> _Goal_:
Copy out every entry below word for word, omitting the pictures.

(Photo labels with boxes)
──────────

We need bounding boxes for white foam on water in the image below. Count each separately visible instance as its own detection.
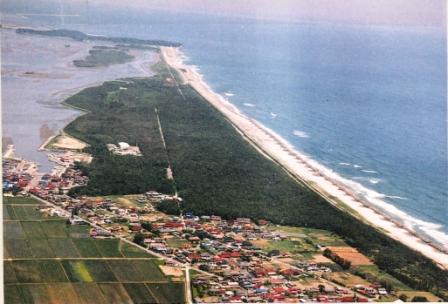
[292,130,310,138]
[174,47,448,251]
[361,170,378,174]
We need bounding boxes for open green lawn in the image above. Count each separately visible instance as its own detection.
[3,198,184,304]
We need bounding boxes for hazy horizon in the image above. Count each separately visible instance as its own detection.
[1,0,446,28]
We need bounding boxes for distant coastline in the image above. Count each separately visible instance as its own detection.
[160,46,448,269]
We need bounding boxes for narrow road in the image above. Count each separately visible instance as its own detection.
[30,194,219,277]
[185,264,193,304]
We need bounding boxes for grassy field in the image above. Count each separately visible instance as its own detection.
[3,198,184,303]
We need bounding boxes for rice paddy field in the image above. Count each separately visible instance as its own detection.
[3,198,184,304]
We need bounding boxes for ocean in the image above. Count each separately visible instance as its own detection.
[1,7,448,244]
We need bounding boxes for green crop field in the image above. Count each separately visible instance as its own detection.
[3,198,184,304]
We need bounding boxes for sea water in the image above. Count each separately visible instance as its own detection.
[1,7,448,243]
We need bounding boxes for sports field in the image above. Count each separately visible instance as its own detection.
[3,198,184,304]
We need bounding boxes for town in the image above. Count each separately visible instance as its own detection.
[3,147,406,303]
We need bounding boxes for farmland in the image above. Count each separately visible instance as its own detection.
[4,198,184,303]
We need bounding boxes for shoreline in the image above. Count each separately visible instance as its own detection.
[160,47,448,270]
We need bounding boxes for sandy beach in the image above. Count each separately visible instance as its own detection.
[161,47,448,269]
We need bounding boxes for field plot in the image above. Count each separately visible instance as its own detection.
[3,198,184,304]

──────────

> _Solution for this problem_:
We need bounding boxes for white foam on water in the image below. Count each separately visible instance as its own detection.
[292,130,310,138]
[174,47,448,251]
[361,170,378,174]
We need bounding boxes for open green lawn in the image above. Count each separately visible instance as its own detection.
[3,198,184,304]
We need bounding boxes for hazy horizon in the image above. Count each separately visible instance as its own detection.
[1,0,446,28]
We need bounding boxes for distant coastline in the image above. Count each separately visible instance as its own detection.
[160,46,448,269]
We need bounding boxes for narrow road in the image above. Count each separately visible instance as its own detection.
[30,194,219,277]
[185,264,193,304]
We need bounding boxes for grassy field in the image above. Count each separately visible instance as its own detection.
[3,198,184,303]
We need bounding boxes for rice paddy field in the image above. Count each separately visible instance as its own detection.
[3,198,184,304]
We need bounding boxes for ocean in the image above. Count each separately visible instance as its own detection.
[1,7,448,244]
We need bounding boxes for green crop field in the image above. Count each separately visible instance as its own detection.
[3,198,184,304]
We need bounding boxes for sea water in the image above. Count each separately visible instance as its own detection.
[1,7,448,243]
We need bounding boxes for sports field in the image above. Count each separately visible instance as its own detection.
[3,198,184,304]
We need bounding boxes for town in the image above. Count each separately visible instance as its own detection.
[3,147,406,303]
We need bounding boxes for farmland in the image above. Count each separately visible instance as its own detection.
[4,198,184,303]
We need bounding boxes for shoreline in the image above. Count each separately visible instance as its own detection.
[160,47,448,270]
We need bounding boxes for sandy beach in the image above. Count each separately visible instance as its own detection.
[161,47,448,269]
We need bounding boxes for field plot in the image above. Count each separately visible instance as its own detection.
[3,198,184,304]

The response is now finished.